◆ **Directions**
Copy the records below line for line, changing nothing.

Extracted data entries
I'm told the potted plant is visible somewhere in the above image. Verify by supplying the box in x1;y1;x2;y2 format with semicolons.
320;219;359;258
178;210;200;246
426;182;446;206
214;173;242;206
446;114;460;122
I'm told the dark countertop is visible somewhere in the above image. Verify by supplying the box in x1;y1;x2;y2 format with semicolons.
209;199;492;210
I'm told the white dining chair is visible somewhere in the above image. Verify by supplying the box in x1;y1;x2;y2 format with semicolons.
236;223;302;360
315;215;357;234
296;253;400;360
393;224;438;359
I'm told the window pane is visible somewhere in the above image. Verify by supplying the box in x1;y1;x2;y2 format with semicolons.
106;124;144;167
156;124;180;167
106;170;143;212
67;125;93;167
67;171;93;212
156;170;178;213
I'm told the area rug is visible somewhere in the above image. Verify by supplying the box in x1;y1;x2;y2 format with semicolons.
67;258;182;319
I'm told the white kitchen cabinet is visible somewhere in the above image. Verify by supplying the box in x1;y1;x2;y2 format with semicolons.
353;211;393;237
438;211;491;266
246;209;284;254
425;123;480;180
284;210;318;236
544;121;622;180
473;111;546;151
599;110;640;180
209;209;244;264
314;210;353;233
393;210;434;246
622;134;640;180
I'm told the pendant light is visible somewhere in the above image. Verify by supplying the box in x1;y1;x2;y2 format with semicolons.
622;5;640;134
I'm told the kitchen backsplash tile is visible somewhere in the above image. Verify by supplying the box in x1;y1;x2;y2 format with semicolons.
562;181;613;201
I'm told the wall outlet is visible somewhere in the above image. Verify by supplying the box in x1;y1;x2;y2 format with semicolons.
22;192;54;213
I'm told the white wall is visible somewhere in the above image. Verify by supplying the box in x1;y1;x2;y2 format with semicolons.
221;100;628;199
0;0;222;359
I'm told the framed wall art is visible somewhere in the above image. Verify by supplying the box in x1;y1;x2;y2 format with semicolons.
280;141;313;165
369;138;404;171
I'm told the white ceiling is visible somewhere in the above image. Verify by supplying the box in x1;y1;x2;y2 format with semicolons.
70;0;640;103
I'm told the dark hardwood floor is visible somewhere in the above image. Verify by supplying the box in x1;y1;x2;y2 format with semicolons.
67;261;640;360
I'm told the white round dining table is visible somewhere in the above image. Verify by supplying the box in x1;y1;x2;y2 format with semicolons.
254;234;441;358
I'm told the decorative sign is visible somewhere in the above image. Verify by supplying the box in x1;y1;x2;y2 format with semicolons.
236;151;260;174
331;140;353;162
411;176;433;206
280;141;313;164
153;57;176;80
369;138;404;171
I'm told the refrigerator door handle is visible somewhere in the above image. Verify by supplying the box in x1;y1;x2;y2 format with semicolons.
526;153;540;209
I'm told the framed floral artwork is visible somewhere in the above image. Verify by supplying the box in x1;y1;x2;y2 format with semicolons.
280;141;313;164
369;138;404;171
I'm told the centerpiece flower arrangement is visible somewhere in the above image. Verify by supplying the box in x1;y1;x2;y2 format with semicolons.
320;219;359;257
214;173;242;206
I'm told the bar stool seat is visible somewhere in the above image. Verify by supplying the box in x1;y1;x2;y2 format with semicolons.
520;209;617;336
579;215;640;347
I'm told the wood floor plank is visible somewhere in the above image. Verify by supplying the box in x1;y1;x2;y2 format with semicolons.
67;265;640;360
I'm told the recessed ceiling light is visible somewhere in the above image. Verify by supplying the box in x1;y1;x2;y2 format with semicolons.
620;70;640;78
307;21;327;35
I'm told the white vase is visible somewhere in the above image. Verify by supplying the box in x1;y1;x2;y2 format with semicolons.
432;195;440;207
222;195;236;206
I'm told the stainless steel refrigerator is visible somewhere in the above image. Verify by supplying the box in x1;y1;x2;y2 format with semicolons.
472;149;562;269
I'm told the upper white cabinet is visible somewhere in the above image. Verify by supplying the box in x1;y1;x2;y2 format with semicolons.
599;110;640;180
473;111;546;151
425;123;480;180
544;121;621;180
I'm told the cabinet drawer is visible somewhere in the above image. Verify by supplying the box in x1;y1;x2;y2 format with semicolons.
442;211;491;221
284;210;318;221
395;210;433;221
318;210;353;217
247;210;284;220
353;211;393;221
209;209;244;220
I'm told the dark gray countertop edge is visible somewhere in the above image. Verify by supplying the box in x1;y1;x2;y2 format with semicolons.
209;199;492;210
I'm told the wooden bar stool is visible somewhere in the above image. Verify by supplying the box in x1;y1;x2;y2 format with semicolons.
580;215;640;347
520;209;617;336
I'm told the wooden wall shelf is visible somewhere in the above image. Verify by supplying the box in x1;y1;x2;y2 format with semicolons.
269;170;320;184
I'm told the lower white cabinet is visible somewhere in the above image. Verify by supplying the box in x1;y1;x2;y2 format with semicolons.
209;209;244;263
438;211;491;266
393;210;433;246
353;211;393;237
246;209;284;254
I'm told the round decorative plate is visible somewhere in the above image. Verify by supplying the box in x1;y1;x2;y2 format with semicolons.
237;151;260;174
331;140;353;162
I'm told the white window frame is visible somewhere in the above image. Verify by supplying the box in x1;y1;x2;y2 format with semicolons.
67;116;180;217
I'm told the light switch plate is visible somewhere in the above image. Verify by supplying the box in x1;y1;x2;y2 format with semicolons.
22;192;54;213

◆ **Solution for this exercise**
I'm told the potted plant is visible somewhere in the above image. Verify by supplying the box in x1;y1;x2;y2 format with semicolons.
320;219;359;258
178;210;200;246
426;182;446;206
214;173;242;206
446;114;460;122
I'm told the dark countertop is visible somewhere in the above image. Verify by supplying the box in x1;y1;x2;y2 format with semicolons.
209;199;492;210
I'm told the white dining chair is visible somewhere in the above image. Verify by supplying the box in x1;y1;x2;y2 format with semicolons.
236;223;302;360
315;215;357;234
296;253;400;360
393;224;438;359
I'm told the window pane is visible somewhere in the above image. Verify by supplying the box in x1;y1;x2;y2 format with semicolons.
106;124;144;167
156;124;180;167
106;170;143;212
67;125;93;167
67;171;93;212
156;170;178;213
I'm told the area rug is visible somewhere in the above image. Verify by supplying the box in x1;y1;x2;y2 format with semicolons.
67;258;182;319
I'm told the white kitchen cabinet is visible somewhere in the above image. Verify by supplying the box in x1;y1;x2;y2 format with semicolons.
353;211;393;237
438;211;491;266
246;209;284;254
425;123;480;180
284;210;318;236
544;121;622;180
473;111;546;151
599;110;640;180
209;209;244;264
314;210;353;233
393;210;434;246
622;134;640;180
I'm told the pendant light is visible somewhere in the above image. Verify by supplying the box in x1;y1;x2;y2 format with semicolons.
622;5;640;134
I'm told the kitchen backsplash tile is visible somewhere in the above image. Verify by supplying the box in x1;y1;x2;y2 format with semicolons.
562;181;613;201
I'm told the wall outlet is visible somewhere in the above image. Verify by supplying the box in x1;y1;x2;y2 format with semicolons.
22;192;54;213
I'm told the white wall is visible somewhere in the above image. Verify by supplying the box in x1;y1;x2;y2 format with semicolons.
221;100;628;199
0;0;222;359
I'm told the framed wall art is visible somewhere in the above image. Verify by supplying the box in x1;y1;x2;y2 format with semicolons.
280;141;313;165
369;138;404;171
I'm told the white ceiling is visible somewhere in the above image. Verify by supplying the box in x1;y1;x2;y2 format with semicolons.
70;0;640;103
I'm told the dark hardwood floor is visible somewhere in the above image. Verify by supplying the box in x1;y1;x2;y2 format with semicolons.
67;261;640;360
I'm told the white round dining table is visible somewhere in the above image. Verify by supplying the box in x1;y1;x2;y2 format with semicolons.
254;234;441;358
I'm told the decorative sign is visible somewhere in the above image. Verify by supplying the box in x1;y1;x2;y2 format with semicolons.
236;151;260;174
331;140;353;162
411;176;433;206
280;141;313;164
153;57;176;80
369;138;404;171
I'm told the refrigerator door handle is visible somewhere in the above image. Verify by supplying the box in x1;y1;x2;y2 format with semicolons.
526;153;540;209
I'm told the framed floral artwork is visible somewhere in the above image. Verify by supplying the box in x1;y1;x2;y2 format with semicolons.
280;141;313;164
369;138;404;171
I'm told the centerpiece flower arrangement is visible somewhere in the above image. Verify by supplying the box in x1;y1;x2;y2 format with semicolons.
320;219;359;257
214;173;242;206
I'm told the bar stool seat is visible somewhere in the above image. Verify by supplying the box in x1;y1;x2;y2 format with semicolons.
520;209;617;336
579;215;640;347
I'm told the wood floor plank is visible somewhere in the above image. Verify by supplying the box in x1;y1;x2;y2 format with semicolons.
67;265;640;360
I'm told the recessed ceiling light is visible somewhere in the above image. Verify by supplying the box in x1;y1;x2;y2 format with semicolons.
620;70;640;78
307;21;327;35
I'm told the white vase is visible somewhere in the above image. Verify by supplying the box in x1;y1;x2;y2 format with semicolons.
432;195;440;207
222;195;236;206
I'm told the stainless steel refrigerator is visible somewhere in the above image. Verify by supplying the box in x1;y1;x2;y2 format with semicolons.
472;149;562;269
I'm told the upper white cabinet is visible somewhere in the above image. Verify by supplying the box in x1;y1;x2;y2 format with semicolons.
599;110;640;180
473;111;546;151
425;123;480;180
544;121;621;180
I'm told the cabinet drawer is visible somewhere in the above image. Verify by supplying the box in x1;y1;x2;y2 format with semicolons.
442;211;491;221
284;210;318;221
395;210;433;221
318;210;353;217
247;210;284;220
353;211;393;221
209;209;244;220
I'm told the dark gray countertop edge is visible somewhere in the above image. Verify by supplying the box in x1;y1;x2;y2 format with semicolons.
209;199;492;210
I'm told the wooden bar stool is visible somewhere in the above image. Verify by supplying the box in x1;y1;x2;y2 format with semicolons.
580;215;640;347
520;209;617;336
I'm told the wooden wall shelf is visible somewhere in the above image. Verify by supplying the box in x1;y1;x2;y2 format with semicolons.
269;170;320;184
I'm told the lower white cabinet is visible somewhere in the above image. Verify by supplying the box in x1;y1;x2;y2 format with semicolons.
209;209;244;263
438;211;491;266
393;210;433;246
353;211;393;237
246;209;284;254
I'm told the round decorative plate is visible somewhere in the above image. Verify by supplying the box in x1;y1;x2;y2 format with semicolons.
237;151;260;174
331;140;353;162
I'm told the white window frame is visible somewhere in the above image. Verify by supplying the box in x1;y1;x2;y2 format with semicolons.
67;116;180;217
I'm told the light switch plate is visible somewhere in the above image. Verify by supplying the box in x1;y1;x2;y2 format with semicolons.
22;192;54;213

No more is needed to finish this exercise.